## [Aim]
Before the records, copy out this section on childcare staffing verbatim, starting at "Control Over Compensation" and ending at "cannot afford to.".

This isn't speculation. An investigation into child welfare by B.C. Representative for Children and Youth found that “chronic understaffing leads to chronic excessive workload; chronic excessive workload leads to undue stress, low morale, elevated rates of sick leave and greater rates of staff exits”. Sometimes, it leads to “tragic results”.
What Private Operators Can Do Differently
Private, autonomous childcare programs are subject to the same Ministry of Education licensing requirements as CWELCC programs. They follow the same regulations, face the same inspections, meet the same safety standards.
The difference isn't in what rules they follow. It's in what they invest beyond the bare minimum.
Control Over Compensation
CWELCC programs: Wages are effectively capped by what the funding formula allows. Operators who want to pay more cannot afford to.
Private programs: Operators set their own compensation. They offer salaries, benefits, paid time off, and growth opportunities that compete for top talent.
The result: private programs attract and retain the best educators. When someone excels, they're rewarded. When someone underperforms, action follows quickly.
CWELCC programs face a different reality. With constrained wages, they struggle to attract talent in the first place. When positions sit vacant, operators keep whoever is available to maintain ratios and keep rooms open. Performance management becomes secondary to simply having enough bodies to operate. The focus shifts from “who's best for our children” to “who's available.”
Investment in Professional Development
CWELCC programs: Professional development is often limited to mandated minimums. Training means time off the floor, which means paying for coverage. Budgets rarely allow for more.
Private programs: Operators are enabled to allocate real resources to ongoing training, specialists, new curriculum materials, coaching, and career development. Some build professional development into educators' schedules as protected time.

## [Given data]
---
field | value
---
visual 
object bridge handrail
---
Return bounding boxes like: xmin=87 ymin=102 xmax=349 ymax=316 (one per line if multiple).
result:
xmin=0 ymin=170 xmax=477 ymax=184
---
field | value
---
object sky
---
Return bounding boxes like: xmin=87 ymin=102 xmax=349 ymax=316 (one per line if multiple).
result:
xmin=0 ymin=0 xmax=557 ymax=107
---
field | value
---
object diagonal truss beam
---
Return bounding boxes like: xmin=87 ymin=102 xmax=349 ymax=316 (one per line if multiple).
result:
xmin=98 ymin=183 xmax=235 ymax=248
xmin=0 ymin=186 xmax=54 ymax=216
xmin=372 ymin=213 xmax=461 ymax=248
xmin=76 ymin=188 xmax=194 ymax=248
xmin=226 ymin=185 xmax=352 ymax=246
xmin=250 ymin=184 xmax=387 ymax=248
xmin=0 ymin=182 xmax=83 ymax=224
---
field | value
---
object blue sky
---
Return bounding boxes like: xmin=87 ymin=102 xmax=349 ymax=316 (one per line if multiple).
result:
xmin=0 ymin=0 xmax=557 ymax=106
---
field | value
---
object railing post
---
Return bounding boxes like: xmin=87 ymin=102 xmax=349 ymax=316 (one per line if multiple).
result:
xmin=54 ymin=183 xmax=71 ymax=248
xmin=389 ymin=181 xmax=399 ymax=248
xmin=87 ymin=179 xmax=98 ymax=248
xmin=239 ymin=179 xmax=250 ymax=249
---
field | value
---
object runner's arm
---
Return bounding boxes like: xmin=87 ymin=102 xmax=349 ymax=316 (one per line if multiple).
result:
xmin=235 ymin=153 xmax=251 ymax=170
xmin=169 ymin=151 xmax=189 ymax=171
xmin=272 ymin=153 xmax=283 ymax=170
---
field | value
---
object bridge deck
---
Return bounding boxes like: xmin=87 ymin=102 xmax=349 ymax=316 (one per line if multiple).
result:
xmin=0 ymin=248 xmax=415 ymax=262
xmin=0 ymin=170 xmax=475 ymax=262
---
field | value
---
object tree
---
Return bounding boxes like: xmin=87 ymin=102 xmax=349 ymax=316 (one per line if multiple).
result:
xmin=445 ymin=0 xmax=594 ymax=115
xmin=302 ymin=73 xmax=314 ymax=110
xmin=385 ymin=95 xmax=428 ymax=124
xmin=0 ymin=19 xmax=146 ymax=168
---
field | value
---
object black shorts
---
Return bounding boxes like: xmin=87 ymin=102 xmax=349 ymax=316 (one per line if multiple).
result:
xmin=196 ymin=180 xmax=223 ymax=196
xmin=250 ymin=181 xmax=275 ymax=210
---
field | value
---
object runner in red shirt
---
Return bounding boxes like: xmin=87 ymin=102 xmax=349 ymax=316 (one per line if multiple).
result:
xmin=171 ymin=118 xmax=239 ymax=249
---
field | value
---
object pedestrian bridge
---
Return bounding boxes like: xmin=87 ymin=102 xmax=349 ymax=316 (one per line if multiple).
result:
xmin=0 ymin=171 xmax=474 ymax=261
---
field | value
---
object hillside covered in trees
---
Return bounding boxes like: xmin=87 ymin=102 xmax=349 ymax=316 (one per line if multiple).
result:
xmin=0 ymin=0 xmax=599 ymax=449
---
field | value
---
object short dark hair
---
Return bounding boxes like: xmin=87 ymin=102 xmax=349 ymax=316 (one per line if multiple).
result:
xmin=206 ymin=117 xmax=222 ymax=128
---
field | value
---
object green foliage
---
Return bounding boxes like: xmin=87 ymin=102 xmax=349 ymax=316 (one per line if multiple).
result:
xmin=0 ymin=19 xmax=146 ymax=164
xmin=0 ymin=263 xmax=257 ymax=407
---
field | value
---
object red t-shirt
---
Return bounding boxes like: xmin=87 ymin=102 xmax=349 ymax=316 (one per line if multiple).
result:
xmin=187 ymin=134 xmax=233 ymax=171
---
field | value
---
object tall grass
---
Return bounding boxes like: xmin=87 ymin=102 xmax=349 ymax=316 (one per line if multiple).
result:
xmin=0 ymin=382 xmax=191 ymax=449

## [Exercise output]
Control Over Compensation
CWELCC programs: Wages are effectively capped by what the funding formula allows. Operators who want to pay more cannot afford to.